Work order:
Duplicate the stretch of the Bioshock Infinite editorial from "At first glance, Bioshock" through "at all times.", word for word.

--- Selected extract ---

Editorials

Bioshock Infinite: An Unexpected Setting

What makes Bioshock Infinite a “Bioshock” game? Ted explores the setting of Columbia, and compare it to Rapture.

Ted Polak

Bioshock and Bioshock 2 took place in Rapture, a mysterious city under the sea. The games and, more importantly, the franchise and brand, became synonymous with the dystopian underwater world, founded on the principles of Ayn Rand’s Objectivism (The name Andrew Ryan is meant as a sort of portmanteau of her name). Moreso than the enemies found within its walls, the history recorded on its tapes, or even the weapons and powers its protagonists wield, Rapture was the star of the Bioshock show. To look out its many windows and see the ocean, and to walk through the tubes, seemingly suspended in the sea, that connected its various districts, sometimes became sublime. Bioshock Infinite will have none of it. It takes place almost 50 years prior in a city in the sky called Columbia. Rapture wasn’t even a glint in Andrew Ryan’s eye.

At first glance, Bioshock Infinite is not what we perceive to be a Bioshock game. It’s not just that it takes place in the sky, diametrically opposed to the sea, but that its world is populated with life. Rapture was the epicenter of a cataclysm; all we, the players saw, were the dregs of its society, twisted beyond recognition due to gene splicing, serving as cannon fodder. Columbia is full of people, and many are not actively trying to kill you at all times.

Columbia was not initially created to be a refuge from those whom its inhabitants deemed unworthy, but it did end up that way. The inhabitants of Columbia declared themselves independent of America and thought themselves superior to those that they left behind. I’m sure that sounds familar for Bioshock fans. Andrew Ryan spoke with contempt for those that remained on the surface, and Comstock of Bioshock Infinite speaks of the Earth below as if it were hell, and they alone were heaven. This is reflected in the description given of Columbia: “What is Columbia if not another Ark… for another time?”

--- Dataset extract ---

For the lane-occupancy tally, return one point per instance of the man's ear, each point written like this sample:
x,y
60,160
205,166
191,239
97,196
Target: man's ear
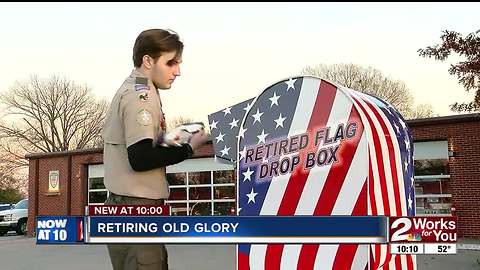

---

Expected answer:
At first glance, Bioshock Infinite is not what we perceive to be a Bioshock game. It’s not just that it takes place in the sky, diametrically opposed to the sea, but that its world is populated with life. Rapture was the epicenter of a cataclysm; all we, the players saw, were the dregs of its society, twisted beyond recognition due to gene splicing, serving as cannon fodder. Columbia is full of people, and many are not actively trying to kill you at all times.